▶ **Exercise**
In this exercise, set down every entry that follows exactly as it appears.

▶ **Records to process**
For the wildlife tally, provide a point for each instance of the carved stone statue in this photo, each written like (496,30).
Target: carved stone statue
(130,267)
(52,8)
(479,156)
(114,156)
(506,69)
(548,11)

▶ **Reply to the exercise**
For the wildlife tally, provide a point for each instance of the carved stone statue in this photo, each written like (496,30).
Target: carved stone statue
(130,267)
(52,8)
(479,156)
(114,156)
(506,69)
(548,11)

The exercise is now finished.